# PASSAGE REPRODUIT
※

Tribune Étudiants et étudiantes afghanes: En finir avec les politiques d’hostilité
A l’initiative du UEE et RESOME (site) et de Solidaire Etudiant.eS (site)
Le 15 août 2021, sous le regard sidéré de la communauté internationale, les Talibans prenaient le contrôle de Kaboul, capitale de l’Afghanistan et siège d’une université quasi centenaire, cible répétée d’attentats meurtriers au cours des dernières années. La menace sur la sécurité et la liberté des afghans, et en particulier des femmes afghanes, nous a saisis d’effroi. C’est donc avec une attention inquiète, que nous, membres de la communauté étudiante et universitaire, avons lu la lettre écrite par la Ministre de l’Enseignement Supérieur, de la Recherche et de l’Innovation aux chefs d’établissement le 23 août 2021. Nous espérions une prise de position à la hauteur de la catastrophe – à la hauteur aussi de l’espérance de nos camarades et collègues, étudiant·es, enseignant·es, chercheur·es, professeur·es, qui ont fui, fuient aujourd’hui et continueront de fuir le nouveau régime en place en Afghanistan, solidaire enfin de tous ceux et toutes celles qui traversent les frontières pour espérer trouver en France un lieu de refuge et d’épanouissement, d’exercice de leur libre conscience et de leurs capacités critiques.
Mais tout ce que le Ministère propose, c’est un bricolage improvisé dans l’urgence, un appel vide de tout moyen, sans considération aucune pour les étudiants afghans et les étudiantes afghanes d’ores et déjà présentes sur le territoire et maltraitées par l’institution universitaire. Dans sa lettre aux chefs d’établissement, Frédérique Vidal enjoint à « faciliter les inscriptions, mettre en place des solutions d’accueil et d’hébergement » pour les étudiants afghans. Or, si les exilés afghans sont empêchés d’accéder à l’enseignement supérieur, c’est d’abord à cause du coût des études. Car la malnommée “Bienvenue en France”, cette réforme portée en 2018 par le cabinet Vidal, a érigé un mur d’argent entre les étranger·es non-communautaires et l’université. Une personne fuyant les balles des talibans doit ainsi payer à son arrivée en France 2770€ pour entrer en licence, 3770€ pour entrer en Master. Un soutien réel à ces étudiant·es exige la suppression pure et simple de Bienvenue en France, cette machine à sélection par l’argent, ainsi que de toutes les politiques d’hostilité qui ont rendu la vie des étudiant·es étranger·es invivable. L’arbitraire des délivrances de visa, l’introduction d’un délai de carence à la Sécurité sociale, la difficulté de renouvellement des titres de séjour en préfecture, les conditions de ressources exorbitantes ou la limitation du droit au travail des étudiant·e·s sont autant de freins au droit aux études qui vont contre les valeurs les plus élémentaires de la communauté universitaire et étudiante.

※

Poursuivez la tribune sur les étudiants afghans à partir de sa dernière phrase. Les enregistrements proviennent d'une source distincte de la tribune.

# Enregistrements
※

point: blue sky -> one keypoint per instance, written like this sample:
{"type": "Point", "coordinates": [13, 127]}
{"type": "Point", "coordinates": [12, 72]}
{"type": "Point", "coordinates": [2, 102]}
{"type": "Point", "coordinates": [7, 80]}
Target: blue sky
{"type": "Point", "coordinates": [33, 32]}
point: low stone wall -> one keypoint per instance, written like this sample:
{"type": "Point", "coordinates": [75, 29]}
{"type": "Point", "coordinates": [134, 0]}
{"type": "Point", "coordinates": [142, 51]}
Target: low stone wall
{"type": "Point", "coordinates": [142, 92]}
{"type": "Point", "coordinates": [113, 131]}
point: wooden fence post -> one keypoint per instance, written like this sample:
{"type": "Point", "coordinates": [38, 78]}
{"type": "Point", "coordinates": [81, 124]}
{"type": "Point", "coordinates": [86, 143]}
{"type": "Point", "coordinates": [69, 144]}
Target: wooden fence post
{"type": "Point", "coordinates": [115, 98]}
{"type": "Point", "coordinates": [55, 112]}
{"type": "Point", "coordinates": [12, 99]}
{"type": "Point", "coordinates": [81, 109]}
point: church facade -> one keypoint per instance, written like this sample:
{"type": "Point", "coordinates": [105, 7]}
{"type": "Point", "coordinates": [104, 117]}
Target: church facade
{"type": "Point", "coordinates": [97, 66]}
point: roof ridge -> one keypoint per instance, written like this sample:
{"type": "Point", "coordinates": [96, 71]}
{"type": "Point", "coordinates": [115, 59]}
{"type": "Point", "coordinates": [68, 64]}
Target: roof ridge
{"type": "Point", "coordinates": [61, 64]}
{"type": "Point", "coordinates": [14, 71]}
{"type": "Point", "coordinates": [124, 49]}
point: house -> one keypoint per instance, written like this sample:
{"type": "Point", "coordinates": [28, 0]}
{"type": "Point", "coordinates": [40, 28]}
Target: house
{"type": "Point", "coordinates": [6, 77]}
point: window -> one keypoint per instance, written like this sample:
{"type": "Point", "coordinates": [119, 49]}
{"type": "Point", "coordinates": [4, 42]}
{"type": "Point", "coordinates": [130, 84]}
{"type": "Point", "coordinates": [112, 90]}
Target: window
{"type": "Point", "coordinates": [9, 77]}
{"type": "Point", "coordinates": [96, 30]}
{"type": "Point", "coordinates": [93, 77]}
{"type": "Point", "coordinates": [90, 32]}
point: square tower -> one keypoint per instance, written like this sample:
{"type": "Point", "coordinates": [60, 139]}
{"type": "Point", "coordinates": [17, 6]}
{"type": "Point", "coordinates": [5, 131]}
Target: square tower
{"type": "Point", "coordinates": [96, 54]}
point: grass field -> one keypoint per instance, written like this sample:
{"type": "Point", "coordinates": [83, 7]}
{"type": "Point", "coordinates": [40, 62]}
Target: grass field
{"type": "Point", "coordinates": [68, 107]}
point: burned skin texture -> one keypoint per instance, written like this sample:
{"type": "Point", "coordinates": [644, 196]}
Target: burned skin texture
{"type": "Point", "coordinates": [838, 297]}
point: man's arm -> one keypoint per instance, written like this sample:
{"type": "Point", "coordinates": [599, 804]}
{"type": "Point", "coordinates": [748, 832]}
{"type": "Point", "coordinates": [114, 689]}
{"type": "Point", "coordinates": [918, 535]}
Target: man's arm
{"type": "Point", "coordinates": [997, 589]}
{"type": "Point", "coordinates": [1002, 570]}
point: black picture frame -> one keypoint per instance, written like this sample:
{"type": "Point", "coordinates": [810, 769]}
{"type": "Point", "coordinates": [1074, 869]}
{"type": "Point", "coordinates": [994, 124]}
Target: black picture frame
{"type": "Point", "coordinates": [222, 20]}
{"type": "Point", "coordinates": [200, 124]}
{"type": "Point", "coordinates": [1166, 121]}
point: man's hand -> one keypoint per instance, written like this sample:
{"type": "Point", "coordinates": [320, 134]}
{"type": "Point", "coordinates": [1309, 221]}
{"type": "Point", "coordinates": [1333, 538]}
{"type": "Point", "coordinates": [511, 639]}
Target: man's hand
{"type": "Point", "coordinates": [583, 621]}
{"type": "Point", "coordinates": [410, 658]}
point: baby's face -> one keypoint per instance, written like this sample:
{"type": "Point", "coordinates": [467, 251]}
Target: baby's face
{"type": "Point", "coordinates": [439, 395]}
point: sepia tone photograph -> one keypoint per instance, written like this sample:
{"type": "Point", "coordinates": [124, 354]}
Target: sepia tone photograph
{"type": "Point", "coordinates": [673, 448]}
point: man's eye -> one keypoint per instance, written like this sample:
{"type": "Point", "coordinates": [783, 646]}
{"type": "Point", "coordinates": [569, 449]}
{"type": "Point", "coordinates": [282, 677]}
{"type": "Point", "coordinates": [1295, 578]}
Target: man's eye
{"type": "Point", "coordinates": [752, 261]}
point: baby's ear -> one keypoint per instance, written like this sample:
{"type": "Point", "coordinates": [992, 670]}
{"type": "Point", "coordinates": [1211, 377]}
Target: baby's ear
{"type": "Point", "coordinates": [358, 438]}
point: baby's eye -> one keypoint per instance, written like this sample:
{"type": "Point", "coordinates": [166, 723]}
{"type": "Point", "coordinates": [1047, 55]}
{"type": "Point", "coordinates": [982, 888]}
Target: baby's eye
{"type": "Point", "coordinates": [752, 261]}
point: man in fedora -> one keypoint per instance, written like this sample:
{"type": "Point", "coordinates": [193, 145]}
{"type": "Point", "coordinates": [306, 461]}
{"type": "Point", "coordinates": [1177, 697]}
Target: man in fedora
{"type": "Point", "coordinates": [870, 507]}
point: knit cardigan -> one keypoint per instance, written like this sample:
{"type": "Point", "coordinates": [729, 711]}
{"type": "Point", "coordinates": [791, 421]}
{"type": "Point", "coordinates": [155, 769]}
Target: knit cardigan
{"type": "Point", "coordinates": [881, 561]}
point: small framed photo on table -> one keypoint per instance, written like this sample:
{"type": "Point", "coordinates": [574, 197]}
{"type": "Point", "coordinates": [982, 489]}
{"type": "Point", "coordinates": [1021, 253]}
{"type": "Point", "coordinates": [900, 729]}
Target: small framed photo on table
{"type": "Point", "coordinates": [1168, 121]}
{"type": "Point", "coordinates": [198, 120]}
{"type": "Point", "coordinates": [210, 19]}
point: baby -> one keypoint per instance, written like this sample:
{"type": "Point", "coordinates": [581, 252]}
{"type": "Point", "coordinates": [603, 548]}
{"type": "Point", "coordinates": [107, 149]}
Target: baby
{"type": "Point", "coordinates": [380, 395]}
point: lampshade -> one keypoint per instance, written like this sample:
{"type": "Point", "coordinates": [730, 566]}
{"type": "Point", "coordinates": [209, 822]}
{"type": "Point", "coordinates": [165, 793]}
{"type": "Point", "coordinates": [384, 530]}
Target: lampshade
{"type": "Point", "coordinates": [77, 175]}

※

# RÉPONSE ATTENDUE
Frédérique Vidal exhorte les chefs d’établissements à se tourner vers les CROUS pour y trouver à la va-vite des logements vides pour les étudiant·es afghan·es. Or, le problème est structurel: aucun dispositif de soutien n’est actuellement prévu par les CROUS pour accompagner les étudiant·es en demande d’asile, et les résidences étudiantes sont largement saturées.
Enfin, Frédérique Vidal souhaite “mobiliser tous [les] leviers pour venir en aide avec toute la force nécessaire aux afghans”. Or depuis l’été 2015, les établissements se sont mobilisés pour accueillir les personnes exilées en reprise d’études : des dizaines de programmes et d’associations étudiantes ont su, à partir du drame syrien, mettre en place des dispositifs égalitaires et efficaces de soutien et d’apprentissage du français pour les personnes exilées. Mais ces initiatives souffrent d’un manque chronique de financement, de personnel et de soutien institutionnel. Les Diplômes Universitaires Passerelles, ces programmes mêlant cours de français et méthodologie universitaire, ont trois fois moins de places qu’il n’y a de candidat·es éligibles. Au-delà des jeux de communication, il faut investir dans le système universitaire, depuis trop longtemps délaissé et appauvri par les réformes successives, et pérenniser les initiatives d’accueil établies depuis 2015.
Si les réfugié·es arrivent à poursuivre leurs études aujourd’hui, ce n’est donc pas grâce au Ministère de Frédérique Vidal, mais contre les obstacles qu’il a dressés sur leur chemin. Les étudiant·es afghan·es, comme ceux issus d’autres pays, sont déjà présent·es, se battent pour étudier et pour survivre dans la dignité, et elles et ils continueront d’arriver. Le bricolage insatisfaisant proposé par Madame Vidal est indigne des luttes et des espoirs de tous les réfugié·es, et pas seulement de celles et ceux qui viennent d’Afghanistan – on oublie aujourd’hui les autres comme on oubliait les Afghan·es au moment de la “crise syrienne”. Contre cette politique inégalitaire et incohérente de l’urgence médiatique, l’effectivité de la protection repose sur l’octroi de visas pour toutes les personnes nécessitant une protection, sur la simplification des procédures de réunification familiale, sur des programmes universitaires conçus pour toutes et tous les exilés. A défaut, nous resterons impuissants devant toutes les crises futures qui ne manqueront pas de nous sidérer et en appelleront à nouveau à notre responsabilité.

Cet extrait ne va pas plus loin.